Task inputs:
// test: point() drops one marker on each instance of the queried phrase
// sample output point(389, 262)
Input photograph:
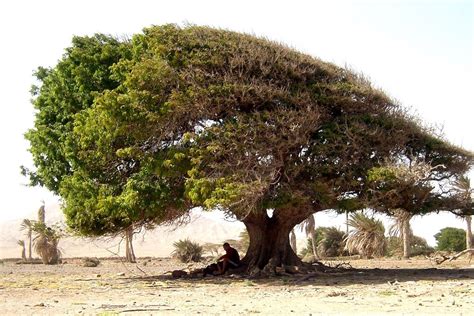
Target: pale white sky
point(419, 52)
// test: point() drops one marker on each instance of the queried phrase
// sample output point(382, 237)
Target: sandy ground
point(375, 287)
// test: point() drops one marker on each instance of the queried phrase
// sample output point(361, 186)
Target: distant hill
point(204, 227)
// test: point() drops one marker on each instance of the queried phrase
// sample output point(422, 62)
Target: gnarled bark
point(269, 240)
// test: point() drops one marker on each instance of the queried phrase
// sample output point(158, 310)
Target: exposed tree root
point(442, 258)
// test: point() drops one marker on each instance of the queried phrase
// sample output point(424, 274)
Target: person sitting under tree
point(231, 259)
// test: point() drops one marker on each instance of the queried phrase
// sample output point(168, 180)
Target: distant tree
point(366, 236)
point(409, 186)
point(451, 239)
point(138, 132)
point(27, 225)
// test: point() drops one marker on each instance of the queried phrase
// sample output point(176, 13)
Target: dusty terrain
point(374, 287)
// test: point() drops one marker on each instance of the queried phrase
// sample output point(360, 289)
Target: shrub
point(187, 251)
point(367, 236)
point(329, 242)
point(418, 246)
point(451, 239)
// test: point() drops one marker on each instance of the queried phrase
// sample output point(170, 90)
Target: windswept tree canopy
point(141, 130)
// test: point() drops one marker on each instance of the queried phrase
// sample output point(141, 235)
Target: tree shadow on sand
point(373, 276)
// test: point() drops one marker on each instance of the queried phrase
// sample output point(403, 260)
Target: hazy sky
point(419, 52)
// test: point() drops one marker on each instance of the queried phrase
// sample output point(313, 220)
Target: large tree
point(183, 117)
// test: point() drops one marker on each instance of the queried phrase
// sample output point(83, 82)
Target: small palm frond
point(366, 237)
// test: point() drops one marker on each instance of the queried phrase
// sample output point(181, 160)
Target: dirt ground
point(375, 287)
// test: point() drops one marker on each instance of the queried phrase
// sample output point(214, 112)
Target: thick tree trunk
point(23, 253)
point(293, 240)
point(469, 239)
point(314, 246)
point(269, 242)
point(406, 234)
point(30, 235)
point(129, 252)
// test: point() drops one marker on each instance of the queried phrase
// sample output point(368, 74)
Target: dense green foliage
point(451, 239)
point(139, 131)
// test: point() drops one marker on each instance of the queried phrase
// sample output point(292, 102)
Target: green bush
point(187, 251)
point(329, 242)
point(451, 239)
point(418, 246)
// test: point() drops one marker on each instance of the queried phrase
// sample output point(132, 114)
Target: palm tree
point(464, 190)
point(366, 237)
point(309, 226)
point(41, 213)
point(402, 228)
point(21, 243)
point(27, 225)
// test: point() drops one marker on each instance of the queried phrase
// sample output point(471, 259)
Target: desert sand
point(374, 287)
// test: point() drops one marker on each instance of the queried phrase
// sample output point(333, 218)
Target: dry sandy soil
point(373, 287)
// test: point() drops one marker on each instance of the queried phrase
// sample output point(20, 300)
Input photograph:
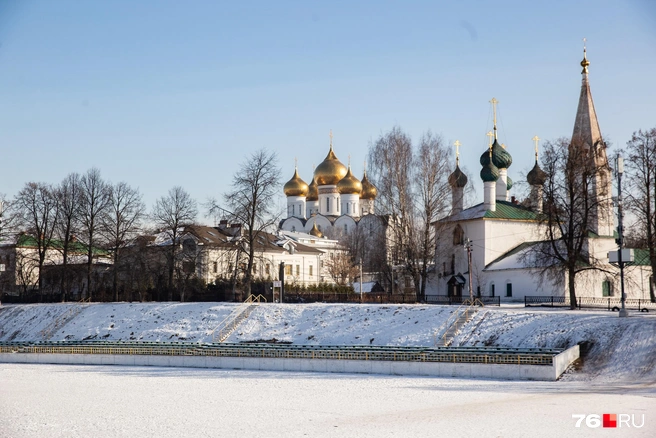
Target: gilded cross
point(494, 110)
point(536, 139)
point(457, 145)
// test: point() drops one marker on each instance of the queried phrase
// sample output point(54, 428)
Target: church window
point(458, 235)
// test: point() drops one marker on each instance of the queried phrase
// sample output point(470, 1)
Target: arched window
point(458, 235)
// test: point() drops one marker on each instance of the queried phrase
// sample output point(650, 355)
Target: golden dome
point(349, 185)
point(330, 171)
point(296, 186)
point(369, 191)
point(315, 231)
point(313, 193)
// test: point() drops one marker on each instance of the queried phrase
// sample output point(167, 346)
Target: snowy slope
point(615, 349)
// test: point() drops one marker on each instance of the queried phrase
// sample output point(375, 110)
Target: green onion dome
point(500, 157)
point(489, 173)
point(458, 178)
point(537, 176)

Directions for this task: Quote each entry above verbatim and drop the pictures.

Reply:
// test: point() drops one marker on each instance of the queried phrase
// sample output point(389, 262)
Input photograph:
Target: pale white sky
point(419, 52)
// test: point() drops one marker on each instance of the queried phrase
// sample output point(382, 237)
Target: sandy ground
point(375, 287)
// test: point() drops one marker on each instance of the queried phrase
// sample output point(361, 186)
Target: distant hill
point(204, 227)
// test: point() drops one marker on each instance of the queried phrase
// sample output point(422, 62)
Target: gnarled bark
point(269, 240)
// test: point() drops one marker on each instance of the queried phrase
// sample output point(158, 310)
Target: exposed tree root
point(442, 258)
// test: point() drops one marker on each instance of the queried phrase
// sample output point(424, 274)
Target: person sitting under tree
point(231, 259)
// test: point() drops one marker on each instance of the queried phrase
// sample output point(168, 180)
Target: distant tree
point(366, 236)
point(409, 186)
point(451, 239)
point(138, 132)
point(27, 225)
// test: point() drops one marker on each instance of the queried phrase
// sample output point(176, 13)
Target: dusty terrain
point(374, 287)
// test: point() drops one marker on each instance of the queried phrase
// sample output point(360, 289)
Target: shrub
point(187, 251)
point(367, 236)
point(329, 242)
point(418, 246)
point(451, 239)
// test: point() drops one marker on each instance of the queried phrase
// sample output point(170, 90)
Target: windswept tree canopy
point(141, 130)
// test: point() drops one marker on each instance of the queried phrase
// sample output point(141, 235)
Target: tree shadow on sand
point(373, 276)
// test: point() drops one marker on each instance of the queried phrase
// sample output point(403, 260)
Target: hazy sky
point(419, 52)
// test: point() drops one marker on each instance of the queried phrase
// sample output point(313, 220)
Target: large tree
point(183, 117)
// test: point() drops one marker on each instance of the queried phrase
// sample output point(83, 82)
Target: small palm frond
point(366, 237)
// test: point() drops one marker on each instance of the queried phrase
// sample output point(181, 160)
Target: dirt ground
point(375, 287)
// test: point() drops one marker on each instance of the queried phrase
// sample output point(214, 112)
Target: thick tree trunk
point(23, 253)
point(293, 240)
point(469, 239)
point(314, 246)
point(269, 242)
point(406, 234)
point(30, 235)
point(129, 252)
// test: point() drops one marker on each instance of the queried phrase
// sample output point(368, 74)
Target: dense green foliage
point(451, 239)
point(139, 131)
// test: point() drops one marker on each instance of the queried phrase
// sample output point(292, 102)
Target: green bush
point(187, 251)
point(329, 242)
point(451, 239)
point(418, 246)
// test: point() drops one marker on each instance of the queried phrase
// sample output point(132, 114)
Target: palm tree
point(464, 190)
point(366, 237)
point(309, 226)
point(41, 213)
point(402, 228)
point(21, 243)
point(27, 225)
// test: point() drops one marker on each instance of the queried phrase
// sample output point(471, 259)
Target: desert sand
point(374, 287)
// test: point() drops one marker on each instance of the queried phrase
// sample output point(333, 218)
Target: dry sandy soil
point(373, 287)
// test: point() drops one marker on each instance of the queried phrase
// sample output point(20, 300)
Input photograph:
Target: gilded cross
point(494, 110)
point(536, 139)
point(457, 145)
// test: point() drops one marker on each instance of the queried phrase
// sample output point(54, 428)
Target: church window
point(458, 235)
// test: point() drops one marker on each instance of the queried phrase
// sample output point(470, 1)
Target: arched window
point(458, 235)
// test: point() drops one marker on each instance of the queried phrase
// sample output point(650, 355)
Target: golden dome
point(349, 185)
point(330, 171)
point(296, 186)
point(369, 191)
point(315, 231)
point(313, 193)
// test: point() drops one marker on each instance of the queried phrase
// sample output point(167, 346)
Target: snowy slope
point(615, 349)
// test: point() drops one marker on each instance of the queried phrase
// sample output point(375, 110)
Target: green onion dome
point(500, 157)
point(489, 173)
point(458, 178)
point(537, 176)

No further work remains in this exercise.